■ Jobs
1/ Please restate the mediation article from "Opening phase" to "down ground rules.", inclusive, substituting "participants" for "parties".
2/ In the mediation article, what does the mediator invite each party to do at the close of the opening statement?
3/ Decide whether each statement agrees with the mediation article: (a) The first session is also called the opening stage in mediation. (b) The mediator describes his role as that of an adjudicator. (c) The issues in dispute can be identified only during the first joint session.

■ Excerpt
In the previous part of this article, we discussed the initial steps involved in preparing for family mediation, including how parties contact a mediator or are referred by professionals. The mediator then undertakes tasks such as obtaining contact details, screening for suitability, and reviewing agreements to mediate. If you remember, we highlighted that parties must commit to the process and prepare anchor statements. What was also mentioned, documents and information related to the dispute are essential, ensuring a productive mediation session.

 

Stages in mediation

 Opening phase

 The first session (also known as the opening stage in mediation) is used to:

  • Welcome the parties to the process and develop a rapport.
  • Ensure that all parties including the mediator have signed the agreement to mediate.
  • Check whether both parties are still happy to proceed with mediation.
  • Lay down ground rules.

The mediator will usually make an opening statement which:

  • Reiterates the voluntary nature of mediation.
  • Reminds the parties that they are in control of the outcome and that they need to actively participate in each session.
  • Highlights his neutrality, impartiality and role as a facilitator of discussions rather than as an adjudicator.
  • Reminds the parties of the private and privileged nature of mediation.
  • Gives an overview of the stages in the mediation process.
  • Forewarns the parties that reaching agreement may not be an easy process and that an impasse may arise.
  • Reassures the parties that his role is to help them overcome any impasse.
  • Concludes by inviting each party to read their anchor statement to clarify each party’s goals and objectives.

The mediator may then clarify specific matters and summarise his understanding of key issues. This reassures the parties that the mediator has understood their respective concerns. Where possible the mediator will identify any common objectives.

 

Identifying issues and setting the agenda

Part of the mediator’s role is to identify the issues in dispute between the parties. This can be done in individual meetings with each party or during the first joint session. Separate sessions can be helpful for each party to explain their positions and concerns without fear of interruption from the other party. The mediator will establish what, if any, discussions have already taken place between the parties outside of mediation and how these have narrowed the dispute, if at all. In doing so, the mediator will try to find out what, if any, underlying issues are driving the dispute.

■ Collected data

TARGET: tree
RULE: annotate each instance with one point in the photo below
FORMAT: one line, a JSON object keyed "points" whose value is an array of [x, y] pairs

■ Expected results
1/
Opening phase

 The first session (also known as the opening stage in mediation) is used to:

  • Welcome the participants to the process and develop a rapport.
  • Ensure that all participants including the mediator have signed the agreement to mediate.
  • Check whether both participants are still happy to proceed with mediation.
  • Lay down ground rules.

2/ To read their anchor statement to clarify each party's goals and objectives.

3/
(a) Yes: "The first session (also known as the opening stage in mediation)"
(b) No: "role as a facilitator of discussions rather than as an adjudicator"
(c) No: "This can be done in individual meetings with each party or during the first joint session."